Exercise instructions: Render every line of the records below as a numbered list, skipping blank lines and leaving out the pictures.

[Image boundary labeling records]
[Start]

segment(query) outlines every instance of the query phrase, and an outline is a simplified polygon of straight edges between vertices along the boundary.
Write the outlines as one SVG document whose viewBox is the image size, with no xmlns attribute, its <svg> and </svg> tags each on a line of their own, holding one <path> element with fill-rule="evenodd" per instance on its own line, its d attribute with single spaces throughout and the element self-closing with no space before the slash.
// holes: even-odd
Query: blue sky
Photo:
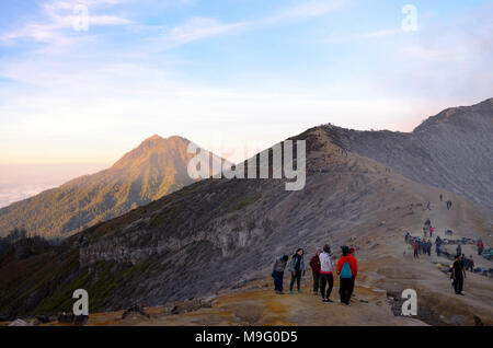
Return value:
<svg viewBox="0 0 493 348">
<path fill-rule="evenodd" d="M 485 0 L 4 0 L 0 164 L 111 164 L 153 134 L 234 161 L 323 123 L 410 131 L 493 96 L 492 34 Z"/>
</svg>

[End]

Exercise answer:
1. segment(query) outlines every instance of the query phrase, and an outline is a simplified polygon of straight edges between vertices along the boundary.
2. Write the outlines as one SVG document whose viewBox is the image size, with no xmlns attribute, its <svg> and </svg> tags each on a line of their own, holding one <path> element with fill-rule="evenodd" per instance on its own line, its d attribute with single spaces throughout and the element self-closing with no space before the slash.
3. // holes: even-odd
4. Query: blue sky
5. Photo:
6. Return value:
7. <svg viewBox="0 0 493 348">
8. <path fill-rule="evenodd" d="M 485 0 L 4 0 L 0 164 L 111 164 L 153 134 L 234 161 L 323 123 L 410 131 L 493 96 L 492 34 Z"/>
9. </svg>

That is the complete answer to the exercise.